YOUR OBJECTIVE :: Print the data that follows, exactly and completely.
**** DATA RECORDS ****
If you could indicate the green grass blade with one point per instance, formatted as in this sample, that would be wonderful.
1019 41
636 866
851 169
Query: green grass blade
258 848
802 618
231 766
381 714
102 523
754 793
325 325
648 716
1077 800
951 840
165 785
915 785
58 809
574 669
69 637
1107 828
****
SOLVED PROBLEM ::
If you could indicate the green grass blade with one point per instance, formatted as in this sample, that would be wonderful.
1019 41
636 866
851 169
Query: green grass blade
258 848
802 618
231 766
381 714
102 523
754 793
325 325
648 716
1077 800
951 840
165 785
915 785
58 809
574 669
69 637
1107 828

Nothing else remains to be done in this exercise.